● **Task inputs**
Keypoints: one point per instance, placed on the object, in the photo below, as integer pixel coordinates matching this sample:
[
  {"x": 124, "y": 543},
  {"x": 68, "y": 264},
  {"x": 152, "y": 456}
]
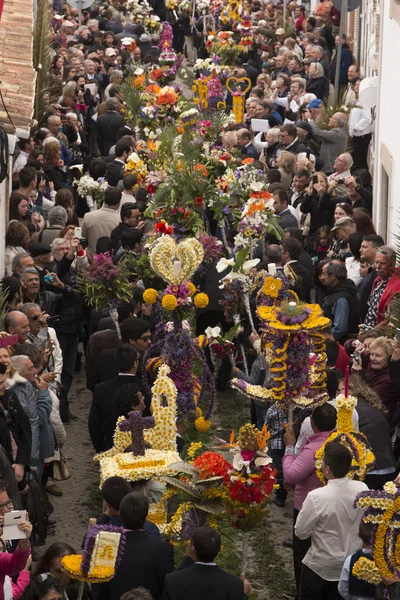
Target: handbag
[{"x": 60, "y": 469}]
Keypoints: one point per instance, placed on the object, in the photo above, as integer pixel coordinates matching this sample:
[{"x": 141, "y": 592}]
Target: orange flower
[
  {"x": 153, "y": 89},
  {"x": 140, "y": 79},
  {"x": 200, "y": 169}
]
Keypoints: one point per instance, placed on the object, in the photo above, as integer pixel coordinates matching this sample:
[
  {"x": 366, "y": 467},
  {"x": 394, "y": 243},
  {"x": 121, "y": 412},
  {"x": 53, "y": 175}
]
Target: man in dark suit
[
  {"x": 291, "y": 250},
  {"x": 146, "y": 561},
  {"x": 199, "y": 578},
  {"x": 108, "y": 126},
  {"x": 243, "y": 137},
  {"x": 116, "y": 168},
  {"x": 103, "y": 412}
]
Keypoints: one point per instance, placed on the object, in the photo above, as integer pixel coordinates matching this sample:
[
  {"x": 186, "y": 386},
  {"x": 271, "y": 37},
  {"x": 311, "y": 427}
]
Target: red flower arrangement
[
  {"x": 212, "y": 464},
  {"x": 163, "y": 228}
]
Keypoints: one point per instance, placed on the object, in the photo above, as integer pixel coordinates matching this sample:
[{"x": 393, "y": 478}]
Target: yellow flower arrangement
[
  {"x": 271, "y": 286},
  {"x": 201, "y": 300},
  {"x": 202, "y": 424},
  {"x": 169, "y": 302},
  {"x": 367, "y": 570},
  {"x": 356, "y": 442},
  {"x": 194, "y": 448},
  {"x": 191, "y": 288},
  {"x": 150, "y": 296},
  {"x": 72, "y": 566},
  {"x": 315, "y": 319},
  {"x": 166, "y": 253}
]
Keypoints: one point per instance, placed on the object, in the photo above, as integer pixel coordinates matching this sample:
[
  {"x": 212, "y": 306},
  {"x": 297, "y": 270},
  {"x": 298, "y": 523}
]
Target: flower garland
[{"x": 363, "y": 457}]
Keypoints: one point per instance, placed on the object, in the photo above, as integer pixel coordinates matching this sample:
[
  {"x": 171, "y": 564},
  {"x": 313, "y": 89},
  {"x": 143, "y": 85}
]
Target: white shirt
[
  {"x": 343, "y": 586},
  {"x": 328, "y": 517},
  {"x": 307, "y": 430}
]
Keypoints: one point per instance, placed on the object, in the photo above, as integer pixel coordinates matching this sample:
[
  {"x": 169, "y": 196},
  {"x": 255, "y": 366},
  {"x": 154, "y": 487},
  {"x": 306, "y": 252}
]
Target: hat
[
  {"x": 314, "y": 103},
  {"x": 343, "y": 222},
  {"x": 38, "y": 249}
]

...

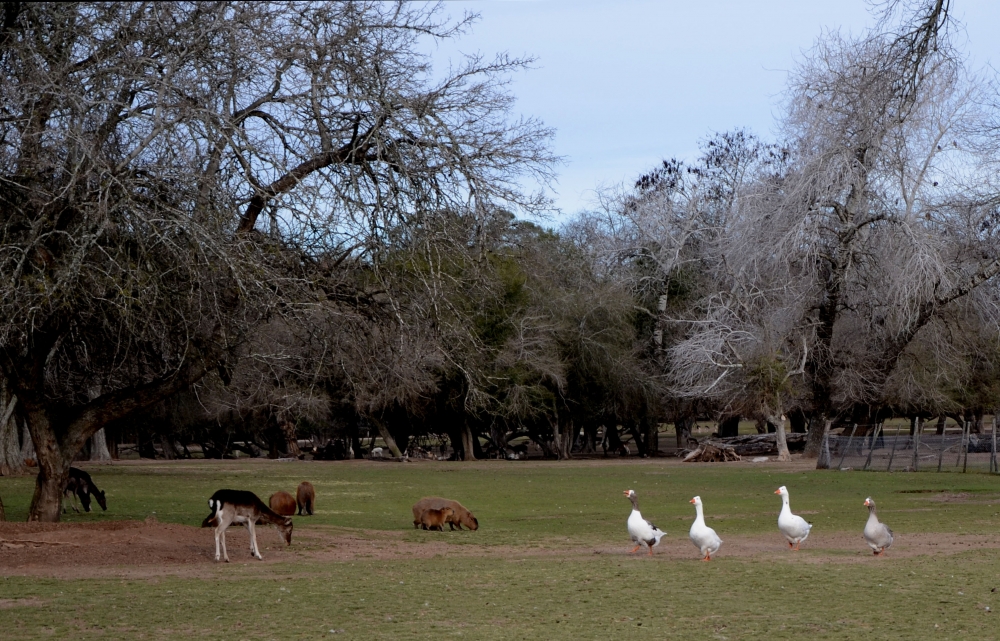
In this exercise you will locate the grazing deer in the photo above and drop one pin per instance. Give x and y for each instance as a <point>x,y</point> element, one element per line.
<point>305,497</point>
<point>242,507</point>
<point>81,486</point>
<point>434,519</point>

● **Goal**
Please pick out every line above that contains the word "flower", and copy each one in full.

● **The completed task**
Target: orange flower
Target: red flower arrangement
Target: yellow flower arrangement
Target: flower garland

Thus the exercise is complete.